[Point localization data]
◆ ◆ ◆ ◆ ◆ ◆ ◆

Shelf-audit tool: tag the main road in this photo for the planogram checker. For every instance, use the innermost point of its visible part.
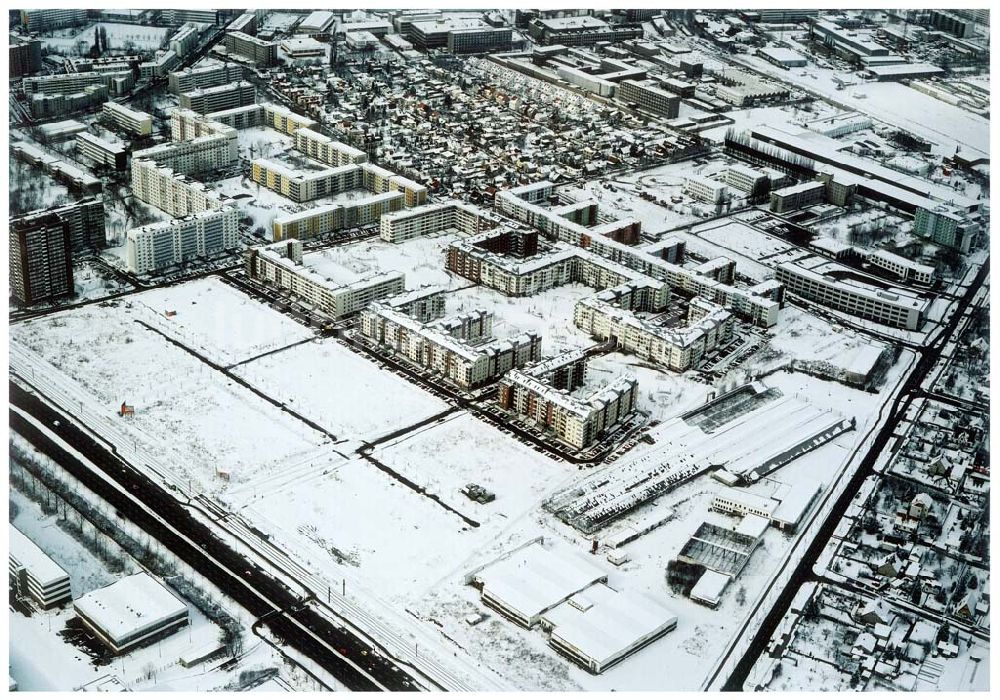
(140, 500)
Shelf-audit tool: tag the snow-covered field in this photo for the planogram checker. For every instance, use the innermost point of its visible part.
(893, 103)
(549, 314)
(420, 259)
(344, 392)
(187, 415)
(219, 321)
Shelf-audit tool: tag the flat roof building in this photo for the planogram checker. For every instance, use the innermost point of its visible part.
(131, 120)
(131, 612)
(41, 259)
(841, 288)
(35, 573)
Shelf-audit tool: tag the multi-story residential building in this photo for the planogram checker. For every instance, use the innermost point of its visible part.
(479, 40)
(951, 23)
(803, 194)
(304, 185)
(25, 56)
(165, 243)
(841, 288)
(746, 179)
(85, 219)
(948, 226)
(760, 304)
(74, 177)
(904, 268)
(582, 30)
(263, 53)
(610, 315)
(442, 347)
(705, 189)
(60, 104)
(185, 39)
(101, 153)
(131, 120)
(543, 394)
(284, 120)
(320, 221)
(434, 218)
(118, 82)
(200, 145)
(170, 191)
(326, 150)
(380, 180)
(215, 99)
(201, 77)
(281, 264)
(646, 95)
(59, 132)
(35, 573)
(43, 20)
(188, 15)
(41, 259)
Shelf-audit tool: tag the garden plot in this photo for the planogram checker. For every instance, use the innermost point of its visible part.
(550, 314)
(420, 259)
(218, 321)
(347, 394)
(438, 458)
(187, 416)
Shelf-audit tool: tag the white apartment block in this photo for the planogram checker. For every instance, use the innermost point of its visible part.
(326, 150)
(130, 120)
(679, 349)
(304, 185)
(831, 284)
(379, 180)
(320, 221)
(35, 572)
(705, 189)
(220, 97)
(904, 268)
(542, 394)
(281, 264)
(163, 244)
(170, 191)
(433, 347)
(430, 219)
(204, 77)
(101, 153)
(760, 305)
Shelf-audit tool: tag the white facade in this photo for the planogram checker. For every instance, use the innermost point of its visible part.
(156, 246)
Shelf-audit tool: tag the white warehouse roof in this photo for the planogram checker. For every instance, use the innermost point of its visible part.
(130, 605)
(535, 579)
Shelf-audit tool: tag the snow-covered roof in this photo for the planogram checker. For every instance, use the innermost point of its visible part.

◆ ◆ ◆ ◆ ◆ ◆ ◆

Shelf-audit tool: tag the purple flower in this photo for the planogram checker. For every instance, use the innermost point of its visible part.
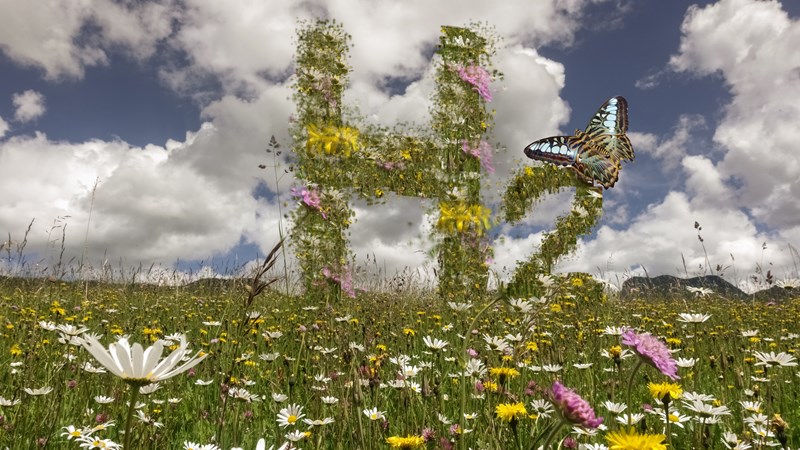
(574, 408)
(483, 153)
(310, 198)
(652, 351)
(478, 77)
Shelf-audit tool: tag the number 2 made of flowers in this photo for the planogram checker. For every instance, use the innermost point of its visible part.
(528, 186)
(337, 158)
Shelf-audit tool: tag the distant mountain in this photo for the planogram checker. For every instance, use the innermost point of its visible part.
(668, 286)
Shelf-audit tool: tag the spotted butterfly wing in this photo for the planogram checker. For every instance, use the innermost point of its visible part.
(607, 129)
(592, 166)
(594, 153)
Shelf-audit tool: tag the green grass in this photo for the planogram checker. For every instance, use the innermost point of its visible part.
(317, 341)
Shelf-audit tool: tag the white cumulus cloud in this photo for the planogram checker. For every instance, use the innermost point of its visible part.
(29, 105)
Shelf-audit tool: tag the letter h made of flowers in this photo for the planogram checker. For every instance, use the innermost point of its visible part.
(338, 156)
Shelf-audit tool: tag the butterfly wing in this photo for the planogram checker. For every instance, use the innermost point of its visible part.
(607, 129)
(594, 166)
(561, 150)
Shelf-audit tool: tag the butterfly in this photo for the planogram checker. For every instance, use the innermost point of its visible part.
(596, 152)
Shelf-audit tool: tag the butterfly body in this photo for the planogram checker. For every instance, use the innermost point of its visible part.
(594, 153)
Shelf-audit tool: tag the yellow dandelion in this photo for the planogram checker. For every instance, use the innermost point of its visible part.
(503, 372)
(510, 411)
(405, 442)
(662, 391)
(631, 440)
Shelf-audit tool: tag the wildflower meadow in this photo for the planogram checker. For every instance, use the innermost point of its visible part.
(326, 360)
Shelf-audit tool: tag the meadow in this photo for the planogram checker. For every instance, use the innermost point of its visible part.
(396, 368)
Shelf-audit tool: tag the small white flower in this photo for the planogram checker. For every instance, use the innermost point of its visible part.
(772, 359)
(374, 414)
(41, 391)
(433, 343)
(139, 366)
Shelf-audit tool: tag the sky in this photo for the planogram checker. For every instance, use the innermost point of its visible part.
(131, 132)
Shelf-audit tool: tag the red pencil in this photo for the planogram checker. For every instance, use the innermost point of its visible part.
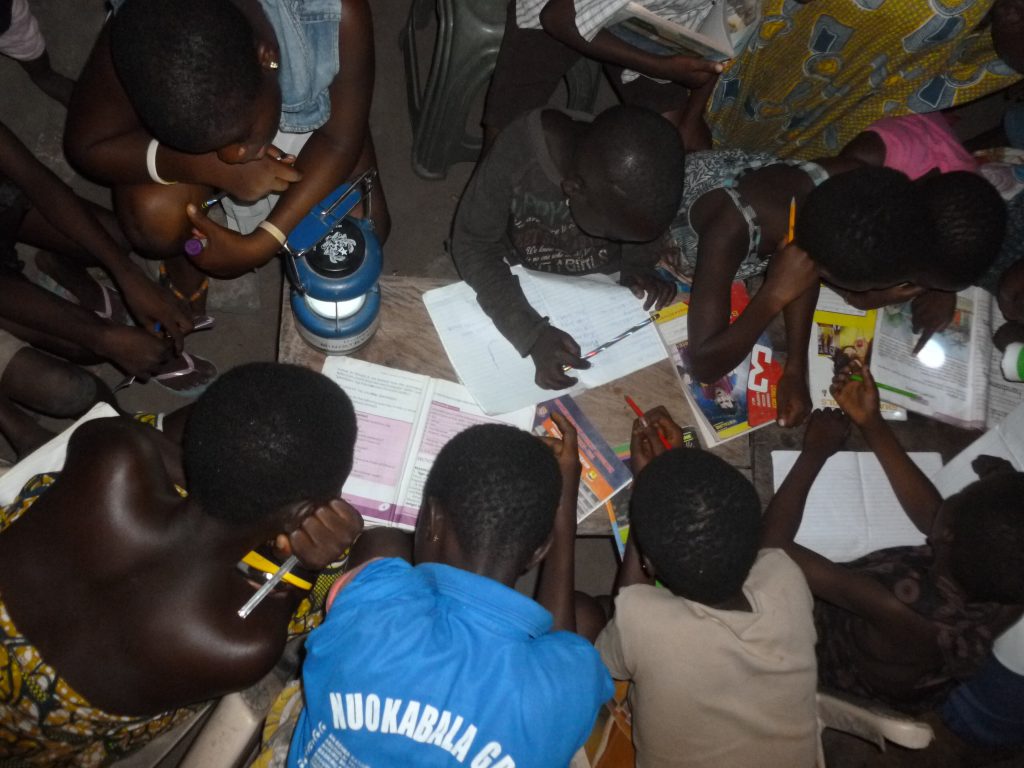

◆ ◆ ◆ ◆ ◆ ◆ ◆

**DIRECTIONS FOR THIS TASK**
Using the records above, copy word for word the line with "Shelf-audit tool: tag the butterfly body", the line with "Shelf-audit tool: tag the red", and every line between them.

**RESULT FOR THIS EXERCISE**
Shelf-audit tool: tag the butterfly body in this photo for the planogram checker. For every instance, use the innermost point of its visible part.
(594, 153)
Shelf-audit tool: tag the yellow dandelion in this photo for the planogram checker. For every instance, use the innermost point of its visible part.
(503, 372)
(510, 411)
(405, 442)
(662, 391)
(631, 440)
Shelf-audit tool: tag the wildflower meadow in this photo for the planogram checker. For every instance, use the innermost point of its visible part.
(326, 360)
Shelf-audit tool: tag the meadow in this photo for the planogram checker. For every instance, use the innermost point of its visible part.
(396, 368)
Shelf-audit tool: tag the small white flower in this photo for the planogram checker. For every instance, use the innermost point of its visible part.
(772, 359)
(374, 414)
(41, 391)
(433, 343)
(139, 366)
Shelf-audit tool: tag the sky in this photo for the planogram checker. For every instance, use the innermost point of its visible part.
(131, 132)
Shelf-audit tool: tag the red pencil in this photo for the planogram checker. For every instance, use the innermost point of its visible part.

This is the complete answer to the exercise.